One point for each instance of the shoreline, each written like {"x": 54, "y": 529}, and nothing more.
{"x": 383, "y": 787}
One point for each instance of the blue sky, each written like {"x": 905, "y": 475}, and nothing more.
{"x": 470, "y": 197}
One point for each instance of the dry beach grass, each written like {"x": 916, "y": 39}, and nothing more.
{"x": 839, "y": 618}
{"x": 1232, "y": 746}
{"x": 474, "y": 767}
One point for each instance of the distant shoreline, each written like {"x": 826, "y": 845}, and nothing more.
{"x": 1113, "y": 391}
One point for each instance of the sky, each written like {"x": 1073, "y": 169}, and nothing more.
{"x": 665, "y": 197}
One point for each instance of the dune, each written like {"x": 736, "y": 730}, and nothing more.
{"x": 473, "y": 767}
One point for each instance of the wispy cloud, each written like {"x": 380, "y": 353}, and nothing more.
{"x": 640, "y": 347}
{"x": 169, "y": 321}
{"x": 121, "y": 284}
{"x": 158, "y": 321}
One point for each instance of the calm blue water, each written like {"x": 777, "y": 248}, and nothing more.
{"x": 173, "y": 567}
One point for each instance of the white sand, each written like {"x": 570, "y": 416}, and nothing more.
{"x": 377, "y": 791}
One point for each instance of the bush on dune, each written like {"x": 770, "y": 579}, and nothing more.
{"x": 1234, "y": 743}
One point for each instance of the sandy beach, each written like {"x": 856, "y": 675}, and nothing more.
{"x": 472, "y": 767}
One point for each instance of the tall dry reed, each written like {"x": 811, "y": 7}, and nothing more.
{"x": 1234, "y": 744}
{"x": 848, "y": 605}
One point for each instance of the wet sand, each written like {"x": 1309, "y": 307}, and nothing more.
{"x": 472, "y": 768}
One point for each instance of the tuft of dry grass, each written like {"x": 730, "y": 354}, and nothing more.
^^^^
Exercise details: Turn the lines above into a numbered list, leaving out any blank lines.

Result:
1. One point for each instance of the shoreline, each written like {"x": 54, "y": 529}, and nothing more.
2. {"x": 383, "y": 787}
3. One point for each instance of the blue sky, each written like {"x": 905, "y": 475}, and nothing more.
4. {"x": 470, "y": 197}
5. One point for each instance of the dry beach grass, each written like {"x": 916, "y": 39}, and nothing more.
6. {"x": 839, "y": 618}
7. {"x": 1232, "y": 746}
8. {"x": 474, "y": 767}
9. One point for each instance of the distant shoreline, each written like {"x": 826, "y": 845}, and nothing more.
10. {"x": 1113, "y": 391}
11. One point for each instance of the sky, each written like {"x": 1073, "y": 169}, and nothing more.
12. {"x": 665, "y": 197}
13. One point for each instance of the dune, each written like {"x": 736, "y": 730}, and nothing more.
14. {"x": 473, "y": 767}
15. One point for each instance of the wispy cloud, each written like {"x": 380, "y": 353}, and nothing more.
16. {"x": 640, "y": 347}
17. {"x": 169, "y": 321}
18. {"x": 121, "y": 284}
19. {"x": 158, "y": 321}
20. One point for each instance of the calm blue water, each written like {"x": 777, "y": 248}, and nothing more.
21. {"x": 173, "y": 567}
22. One point for each instance of the white sand, each written like {"x": 570, "y": 416}, and nothing more.
23. {"x": 377, "y": 791}
24. One point for each instance of the bush on dune, each written like {"x": 770, "y": 579}, and nothing more.
25. {"x": 1234, "y": 743}
26. One point for each instance of the sandy beach, each written like {"x": 856, "y": 675}, and nothing more.
27. {"x": 472, "y": 767}
28. One point for each instance of the tall dry reed, each written like {"x": 811, "y": 7}, and nothing more.
29. {"x": 1234, "y": 744}
30. {"x": 848, "y": 605}
31. One point for each instance of the wet sand, each written like {"x": 1309, "y": 307}, and nothing more.
32. {"x": 472, "y": 768}
33. One point for each instance of the tuft of dry grass, each written like {"x": 730, "y": 354}, and nothing more.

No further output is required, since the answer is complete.